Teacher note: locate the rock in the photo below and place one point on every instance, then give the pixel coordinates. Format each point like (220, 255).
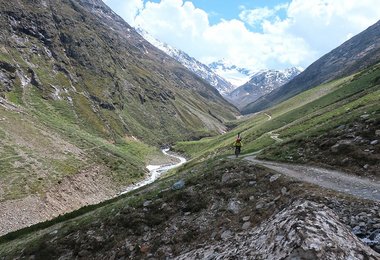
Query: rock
(259, 205)
(376, 226)
(345, 161)
(375, 236)
(357, 231)
(365, 116)
(246, 225)
(178, 185)
(144, 248)
(303, 230)
(226, 177)
(226, 235)
(274, 177)
(83, 253)
(246, 218)
(341, 146)
(362, 224)
(147, 203)
(233, 207)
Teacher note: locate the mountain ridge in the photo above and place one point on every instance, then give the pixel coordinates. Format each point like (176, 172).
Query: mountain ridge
(261, 83)
(359, 52)
(200, 69)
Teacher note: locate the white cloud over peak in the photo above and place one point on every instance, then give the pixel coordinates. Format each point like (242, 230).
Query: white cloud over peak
(303, 32)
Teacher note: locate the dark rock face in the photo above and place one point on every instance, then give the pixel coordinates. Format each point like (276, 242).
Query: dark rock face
(304, 230)
(361, 51)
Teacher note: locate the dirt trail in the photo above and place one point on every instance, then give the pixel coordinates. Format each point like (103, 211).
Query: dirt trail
(335, 180)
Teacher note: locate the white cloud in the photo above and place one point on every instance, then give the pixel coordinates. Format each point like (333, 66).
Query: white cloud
(128, 9)
(324, 24)
(256, 16)
(306, 31)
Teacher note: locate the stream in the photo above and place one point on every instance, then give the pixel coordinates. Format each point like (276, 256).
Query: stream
(155, 171)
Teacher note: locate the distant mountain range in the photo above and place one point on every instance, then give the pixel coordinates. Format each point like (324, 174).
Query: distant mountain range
(238, 85)
(200, 69)
(261, 83)
(234, 74)
(359, 52)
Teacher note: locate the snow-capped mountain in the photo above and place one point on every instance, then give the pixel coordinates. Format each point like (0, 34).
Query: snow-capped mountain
(261, 83)
(200, 69)
(234, 74)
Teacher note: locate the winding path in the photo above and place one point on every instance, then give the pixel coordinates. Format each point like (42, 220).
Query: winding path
(155, 171)
(334, 180)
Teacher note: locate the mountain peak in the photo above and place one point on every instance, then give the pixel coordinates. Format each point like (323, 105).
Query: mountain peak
(195, 66)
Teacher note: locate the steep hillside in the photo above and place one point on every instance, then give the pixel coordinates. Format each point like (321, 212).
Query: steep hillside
(234, 74)
(85, 102)
(200, 69)
(261, 83)
(81, 53)
(224, 209)
(357, 53)
(335, 124)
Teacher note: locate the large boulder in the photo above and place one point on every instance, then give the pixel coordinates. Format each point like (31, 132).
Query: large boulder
(304, 230)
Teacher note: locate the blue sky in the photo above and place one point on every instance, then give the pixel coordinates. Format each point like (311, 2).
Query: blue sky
(230, 9)
(250, 33)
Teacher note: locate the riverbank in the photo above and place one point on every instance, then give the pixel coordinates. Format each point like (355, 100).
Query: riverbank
(155, 171)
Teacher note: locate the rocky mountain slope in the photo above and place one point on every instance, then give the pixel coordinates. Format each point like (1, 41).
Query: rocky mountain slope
(234, 74)
(260, 83)
(357, 53)
(200, 69)
(84, 103)
(222, 209)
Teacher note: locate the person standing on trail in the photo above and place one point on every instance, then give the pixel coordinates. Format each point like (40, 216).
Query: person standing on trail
(238, 145)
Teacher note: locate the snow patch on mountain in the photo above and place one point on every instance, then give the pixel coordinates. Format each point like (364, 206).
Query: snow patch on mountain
(200, 69)
(261, 83)
(234, 74)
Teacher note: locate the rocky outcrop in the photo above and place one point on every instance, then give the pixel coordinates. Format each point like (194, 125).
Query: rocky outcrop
(304, 230)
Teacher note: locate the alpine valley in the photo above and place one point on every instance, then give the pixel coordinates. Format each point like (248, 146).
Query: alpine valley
(86, 103)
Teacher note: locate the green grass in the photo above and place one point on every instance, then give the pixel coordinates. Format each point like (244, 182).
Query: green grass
(307, 114)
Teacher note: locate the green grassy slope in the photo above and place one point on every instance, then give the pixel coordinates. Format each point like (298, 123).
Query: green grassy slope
(306, 116)
(81, 91)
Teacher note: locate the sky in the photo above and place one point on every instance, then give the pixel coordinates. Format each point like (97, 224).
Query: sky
(252, 34)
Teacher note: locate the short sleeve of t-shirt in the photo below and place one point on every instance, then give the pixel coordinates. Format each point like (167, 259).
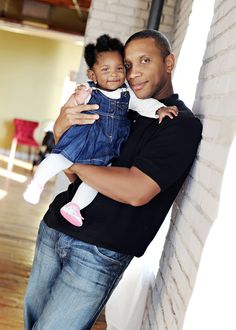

Aim of the exercise. Repeat each line above exactly as it reads, omitting any pictures.

Solution to this problem.
Teacher note: locate the rock in the photo below and place one point on every instance, then give the pixel coordinates. Format each point like (220, 255).
Query: rock
(259, 205)
(376, 226)
(345, 161)
(375, 236)
(357, 231)
(365, 116)
(246, 225)
(178, 185)
(144, 248)
(303, 230)
(226, 177)
(226, 235)
(274, 177)
(83, 253)
(246, 218)
(341, 146)
(362, 224)
(147, 203)
(233, 207)
Teacher note: locate the mountain ridge in the photo above and place one point on every instance, then give the pixel coordinates. Format each point like (176, 172).
Query: mountain ridge
(261, 83)
(359, 52)
(200, 69)
Teacher note: locate the white cloud over peak in the photo above and place one point on every instance, then give the pixel coordinates. Format each point like (242, 230).
Query: white cloud over peak
(303, 32)
Teacher note: locate the dark rock face in the photo above and place one point on every instance, then give the pixel coordinates. Format each point like (276, 242).
Query: dark rock face
(304, 230)
(361, 51)
Teacher note: locate the dirt trail in the photo above and place one point on every instance, then give the pixel coordinates. Format each point like (103, 211).
Query: dirt trail
(335, 180)
Teacher note: locate the white cloud in the photo above and place one point on every instance, then give the pixel coordinates. Format each point like (333, 66).
Query: white cloud
(128, 9)
(324, 24)
(256, 16)
(306, 31)
Teacher note: locate the stream in the photo above and place one point on every instance, then give the pixel coordinates. Format each point like (276, 256).
Query: stream
(155, 171)
Teacher note: locate the distant mountain range in the photo above and place one point on every instance, then give the pixel coordinates. Format each point like (324, 174).
Query: distant mountain range
(238, 85)
(200, 69)
(261, 83)
(234, 74)
(359, 52)
Teacher note: locate the snow-capped mountain in the photo above and place one point on every instance, then give the pixel coordinates. Format each point like (0, 34).
Query: snow-capped mountain
(261, 83)
(200, 69)
(234, 74)
Teacher note: locate the winding path in the photo above and place one point on every instance, then give the pixel coordinates. Format each point like (42, 220).
Query: winding path
(155, 171)
(334, 180)
Teacher note: locate the mountain peak in the photo above and place one point on every instance, then give the pixel coordinates. Format each point like (323, 105).
Query: mountain peak
(195, 66)
Teacher note: locate the steep hillside in the photo above and place one point on every instance, then give the pixel coordinates. Format each point like (321, 212).
Query: steep hillside
(234, 74)
(85, 102)
(200, 69)
(261, 83)
(81, 53)
(224, 209)
(357, 53)
(335, 124)
Teacher note: locate the large boulder in the photo above and place one point on every instance, then give the pixel coordinates. Format each point like (31, 132).
Query: large boulder
(304, 230)
Teacher note: locate the blue sky in the photo above and place one point on every instance, then give the pixel coordinates. Format each point like (311, 2).
Query: blue sky
(230, 9)
(250, 33)
Teacher note: locate the riverbank in the photo above and place one point on every instance, then give the pixel coordinates. Format each point like (355, 100).
Query: riverbank
(155, 171)
Teacher note: locate the rocky mountain slope in the photo above and place one point on every instance, then give the pixel coordinates. Format each point like (1, 41).
Query: rocky mountain slope
(234, 74)
(260, 83)
(357, 53)
(200, 69)
(84, 103)
(222, 209)
Teacher note: locate the person standing on trail in the photo above and place one point on every instance, then give the pixel coordinates. Format each point like (40, 216).
Query: person standing on trail
(238, 145)
Teacher note: locate the snow patch on mountain in the photo above and place one point on every instance, then give the pixel coordinates. Format each point like (364, 206).
Query: snow patch on mountain
(200, 69)
(261, 83)
(234, 74)
Teacher note: locate the rocky outcrop in the photo above and place one point on every instance, then give the pixel coordinates. Format each point like (194, 125).
Query: rocky outcrop
(304, 230)
Teacher note: locate the alpine valley in the photo above and place one point on every instance, then give the pixel coordinates. Format each point like (248, 146).
Query: alpine valley
(86, 103)
Teacher note: locate the green grass in the photo above and place one point on every instance, then give the pixel coordinates. Format each point like (244, 182).
Query: green grass
(307, 114)
Teacher note: locate the green grassy slope in the photo above and place one point on every instance, then give the pixel coordinates. Format each point like (298, 123).
Query: green grassy slope
(306, 116)
(81, 91)
Teacher note: locate the sky in the photo above and place one point on every instance, then give the pixel coordinates. Format each point like (97, 224).
Query: sky
(252, 34)
Teacher note: locate the short sleeve of t-shirt in the photo below and place one point on every instance, then give the pixel coordinates. Format each point like (167, 259).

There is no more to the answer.